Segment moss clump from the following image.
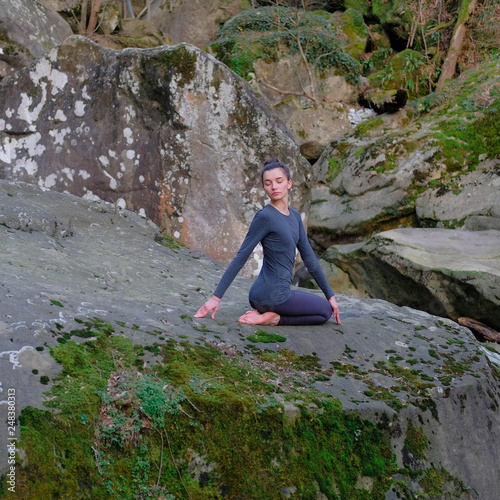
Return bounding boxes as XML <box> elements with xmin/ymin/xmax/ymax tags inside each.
<box><xmin>211</xmin><ymin>7</ymin><xmax>361</xmax><ymax>84</ymax></box>
<box><xmin>155</xmin><ymin>233</ymin><xmax>184</xmax><ymax>253</ymax></box>
<box><xmin>10</xmin><ymin>322</ymin><xmax>397</xmax><ymax>500</ymax></box>
<box><xmin>160</xmin><ymin>45</ymin><xmax>197</xmax><ymax>85</ymax></box>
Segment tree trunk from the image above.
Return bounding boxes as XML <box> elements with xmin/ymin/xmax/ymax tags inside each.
<box><xmin>436</xmin><ymin>0</ymin><xmax>477</xmax><ymax>90</ymax></box>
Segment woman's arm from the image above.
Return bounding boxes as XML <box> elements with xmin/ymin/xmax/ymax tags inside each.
<box><xmin>297</xmin><ymin>214</ymin><xmax>341</xmax><ymax>325</ymax></box>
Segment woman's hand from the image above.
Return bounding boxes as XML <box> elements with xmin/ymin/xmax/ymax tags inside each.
<box><xmin>194</xmin><ymin>295</ymin><xmax>220</xmax><ymax>319</ymax></box>
<box><xmin>328</xmin><ymin>295</ymin><xmax>342</xmax><ymax>325</ymax></box>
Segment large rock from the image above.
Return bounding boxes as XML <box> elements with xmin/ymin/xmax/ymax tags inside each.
<box><xmin>0</xmin><ymin>180</ymin><xmax>500</xmax><ymax>500</ymax></box>
<box><xmin>0</xmin><ymin>0</ymin><xmax>73</xmax><ymax>79</ymax></box>
<box><xmin>0</xmin><ymin>36</ymin><xmax>309</xmax><ymax>278</ymax></box>
<box><xmin>309</xmin><ymin>60</ymin><xmax>500</xmax><ymax>249</ymax></box>
<box><xmin>322</xmin><ymin>228</ymin><xmax>500</xmax><ymax>330</ymax></box>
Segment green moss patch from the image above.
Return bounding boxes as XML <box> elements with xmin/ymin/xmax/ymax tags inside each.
<box><xmin>211</xmin><ymin>7</ymin><xmax>362</xmax><ymax>84</ymax></box>
<box><xmin>247</xmin><ymin>330</ymin><xmax>286</xmax><ymax>343</ymax></box>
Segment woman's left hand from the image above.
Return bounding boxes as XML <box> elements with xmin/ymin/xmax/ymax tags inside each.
<box><xmin>328</xmin><ymin>295</ymin><xmax>342</xmax><ymax>325</ymax></box>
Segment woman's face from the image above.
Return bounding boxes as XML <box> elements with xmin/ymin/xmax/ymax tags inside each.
<box><xmin>262</xmin><ymin>167</ymin><xmax>292</xmax><ymax>201</ymax></box>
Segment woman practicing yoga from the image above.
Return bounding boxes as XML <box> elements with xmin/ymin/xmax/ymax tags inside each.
<box><xmin>194</xmin><ymin>158</ymin><xmax>340</xmax><ymax>325</ymax></box>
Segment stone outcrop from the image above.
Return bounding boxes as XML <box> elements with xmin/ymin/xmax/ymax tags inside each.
<box><xmin>0</xmin><ymin>0</ymin><xmax>73</xmax><ymax>79</ymax></box>
<box><xmin>0</xmin><ymin>36</ymin><xmax>311</xmax><ymax>278</ymax></box>
<box><xmin>0</xmin><ymin>180</ymin><xmax>500</xmax><ymax>500</ymax></box>
<box><xmin>310</xmin><ymin>64</ymin><xmax>500</xmax><ymax>249</ymax></box>
<box><xmin>322</xmin><ymin>228</ymin><xmax>500</xmax><ymax>330</ymax></box>
<box><xmin>148</xmin><ymin>0</ymin><xmax>244</xmax><ymax>49</ymax></box>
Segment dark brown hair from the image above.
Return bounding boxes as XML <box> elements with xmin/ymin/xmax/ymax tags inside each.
<box><xmin>260</xmin><ymin>157</ymin><xmax>291</xmax><ymax>185</ymax></box>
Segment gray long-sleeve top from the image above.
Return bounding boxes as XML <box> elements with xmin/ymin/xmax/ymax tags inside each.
<box><xmin>214</xmin><ymin>205</ymin><xmax>334</xmax><ymax>306</ymax></box>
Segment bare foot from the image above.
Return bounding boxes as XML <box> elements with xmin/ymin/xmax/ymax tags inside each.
<box><xmin>240</xmin><ymin>311</ymin><xmax>280</xmax><ymax>326</ymax></box>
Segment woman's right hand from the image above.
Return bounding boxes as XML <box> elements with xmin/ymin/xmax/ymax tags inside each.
<box><xmin>194</xmin><ymin>295</ymin><xmax>220</xmax><ymax>319</ymax></box>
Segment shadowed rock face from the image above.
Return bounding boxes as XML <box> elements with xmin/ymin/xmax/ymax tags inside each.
<box><xmin>323</xmin><ymin>228</ymin><xmax>500</xmax><ymax>330</ymax></box>
<box><xmin>0</xmin><ymin>36</ymin><xmax>309</xmax><ymax>276</ymax></box>
<box><xmin>0</xmin><ymin>0</ymin><xmax>73</xmax><ymax>79</ymax></box>
<box><xmin>0</xmin><ymin>180</ymin><xmax>500</xmax><ymax>499</ymax></box>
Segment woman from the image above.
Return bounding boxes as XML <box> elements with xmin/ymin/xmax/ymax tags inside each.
<box><xmin>194</xmin><ymin>158</ymin><xmax>340</xmax><ymax>325</ymax></box>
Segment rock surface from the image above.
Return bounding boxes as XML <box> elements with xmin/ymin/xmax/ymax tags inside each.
<box><xmin>310</xmin><ymin>64</ymin><xmax>500</xmax><ymax>249</ymax></box>
<box><xmin>0</xmin><ymin>36</ymin><xmax>310</xmax><ymax>273</ymax></box>
<box><xmin>322</xmin><ymin>228</ymin><xmax>500</xmax><ymax>329</ymax></box>
<box><xmin>151</xmin><ymin>0</ymin><xmax>244</xmax><ymax>49</ymax></box>
<box><xmin>0</xmin><ymin>180</ymin><xmax>500</xmax><ymax>499</ymax></box>
<box><xmin>0</xmin><ymin>0</ymin><xmax>73</xmax><ymax>79</ymax></box>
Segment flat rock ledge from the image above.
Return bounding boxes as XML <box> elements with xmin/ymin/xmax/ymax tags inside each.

__WHAT IS EXPECTED__: Reproduce the material word for word. Any pictures should be left out of the copy.

__FINISHED TASK__:
Segment moss clump from the following image.
Return bounding boxes as XML <box> elements with xmin/ymin/xmax/ymax tags inside each.
<box><xmin>211</xmin><ymin>7</ymin><xmax>361</xmax><ymax>84</ymax></box>
<box><xmin>155</xmin><ymin>233</ymin><xmax>184</xmax><ymax>253</ymax></box>
<box><xmin>10</xmin><ymin>322</ymin><xmax>397</xmax><ymax>500</ymax></box>
<box><xmin>160</xmin><ymin>45</ymin><xmax>197</xmax><ymax>85</ymax></box>
Segment tree trunk from the image above.
Return bounding boxes as XML <box> elements with xmin/ymin/xmax/ymax tags inside each.
<box><xmin>436</xmin><ymin>0</ymin><xmax>477</xmax><ymax>90</ymax></box>
Segment woman's arm from the image above.
Return bounding boxes as XML <box> elements with xmin/ymin/xmax/ymax tags inside each.
<box><xmin>297</xmin><ymin>214</ymin><xmax>341</xmax><ymax>325</ymax></box>
Segment woman's hand from the image above.
Return bounding boxes as XML <box> elements with xmin/ymin/xmax/ymax tags inside each.
<box><xmin>194</xmin><ymin>295</ymin><xmax>220</xmax><ymax>319</ymax></box>
<box><xmin>328</xmin><ymin>295</ymin><xmax>342</xmax><ymax>325</ymax></box>
Segment large rock from the image above.
Return bounding boxes as XML <box> elements with xmin/ymin/xmax/ymax tags inside each.
<box><xmin>0</xmin><ymin>180</ymin><xmax>500</xmax><ymax>500</ymax></box>
<box><xmin>0</xmin><ymin>0</ymin><xmax>73</xmax><ymax>79</ymax></box>
<box><xmin>0</xmin><ymin>36</ymin><xmax>309</xmax><ymax>278</ymax></box>
<box><xmin>309</xmin><ymin>60</ymin><xmax>500</xmax><ymax>249</ymax></box>
<box><xmin>322</xmin><ymin>228</ymin><xmax>500</xmax><ymax>330</ymax></box>
Segment green moss patch from the image above.
Return bounding boxes as XML <box> elements with xmin/ymin/xmax/ymax tags inside each.
<box><xmin>211</xmin><ymin>7</ymin><xmax>362</xmax><ymax>84</ymax></box>
<box><xmin>247</xmin><ymin>330</ymin><xmax>286</xmax><ymax>343</ymax></box>
Segment woman's left hand from the image above.
Return bounding boxes as XML <box> elements with xmin/ymin/xmax/ymax tags inside each.
<box><xmin>328</xmin><ymin>295</ymin><xmax>342</xmax><ymax>325</ymax></box>
Segment woman's face from the image above.
Return bounding boxes as XML <box> elements with xmin/ymin/xmax/ymax tags inside each.
<box><xmin>262</xmin><ymin>167</ymin><xmax>292</xmax><ymax>201</ymax></box>
Segment woman practicing yoga from the image above.
Return bounding boxes as XML <box> elements with xmin/ymin/xmax/ymax tags inside each.
<box><xmin>194</xmin><ymin>158</ymin><xmax>340</xmax><ymax>325</ymax></box>
Segment stone outcrop from the image above.
Return bounding boxes as XML <box> elements with xmin/ymin/xmax/ymax tags inside each.
<box><xmin>0</xmin><ymin>0</ymin><xmax>73</xmax><ymax>79</ymax></box>
<box><xmin>0</xmin><ymin>36</ymin><xmax>311</xmax><ymax>278</ymax></box>
<box><xmin>0</xmin><ymin>180</ymin><xmax>500</xmax><ymax>500</ymax></box>
<box><xmin>310</xmin><ymin>64</ymin><xmax>500</xmax><ymax>249</ymax></box>
<box><xmin>322</xmin><ymin>228</ymin><xmax>500</xmax><ymax>330</ymax></box>
<box><xmin>148</xmin><ymin>0</ymin><xmax>244</xmax><ymax>49</ymax></box>
Segment dark brown hair from the image above.
Return bounding boxes as XML <box> elements with xmin/ymin/xmax/ymax tags inside each.
<box><xmin>260</xmin><ymin>157</ymin><xmax>291</xmax><ymax>185</ymax></box>
Segment gray long-sleeve top from the image above.
Return bounding boxes as XML <box> elements with xmin/ymin/xmax/ymax tags inside each.
<box><xmin>214</xmin><ymin>205</ymin><xmax>334</xmax><ymax>306</ymax></box>
Segment bare foot from the image above.
Return bounding boxes as XML <box> elements with xmin/ymin/xmax/ymax tags inside each.
<box><xmin>240</xmin><ymin>311</ymin><xmax>280</xmax><ymax>326</ymax></box>
Segment woman's right hand from the image above.
Return bounding boxes as XML <box> elements with xmin/ymin/xmax/ymax tags inside each.
<box><xmin>194</xmin><ymin>295</ymin><xmax>220</xmax><ymax>319</ymax></box>
Segment shadowed rock face from the image above.
Return bounding boxes as XML <box> elements with xmin/ymin/xmax/ymax tags inside each.
<box><xmin>323</xmin><ymin>228</ymin><xmax>500</xmax><ymax>330</ymax></box>
<box><xmin>0</xmin><ymin>36</ymin><xmax>309</xmax><ymax>276</ymax></box>
<box><xmin>0</xmin><ymin>0</ymin><xmax>73</xmax><ymax>79</ymax></box>
<box><xmin>0</xmin><ymin>180</ymin><xmax>500</xmax><ymax>499</ymax></box>
Segment woman from the image above.
Return bounding boxes as XML <box> elements with xmin/ymin/xmax/ymax tags inside each.
<box><xmin>194</xmin><ymin>158</ymin><xmax>340</xmax><ymax>325</ymax></box>
Segment rock surface from the image above.
Return bounding boxes as XML <box> elements with xmin/ymin/xmax/ymax tags inside each.
<box><xmin>310</xmin><ymin>64</ymin><xmax>500</xmax><ymax>249</ymax></box>
<box><xmin>0</xmin><ymin>36</ymin><xmax>310</xmax><ymax>273</ymax></box>
<box><xmin>322</xmin><ymin>228</ymin><xmax>500</xmax><ymax>329</ymax></box>
<box><xmin>151</xmin><ymin>0</ymin><xmax>244</xmax><ymax>49</ymax></box>
<box><xmin>0</xmin><ymin>180</ymin><xmax>500</xmax><ymax>499</ymax></box>
<box><xmin>0</xmin><ymin>0</ymin><xmax>73</xmax><ymax>79</ymax></box>
Segment flat rock ledge from the image above.
Return bounding boxes as XML <box> elements with xmin/ymin/xmax/ymax tags inside each.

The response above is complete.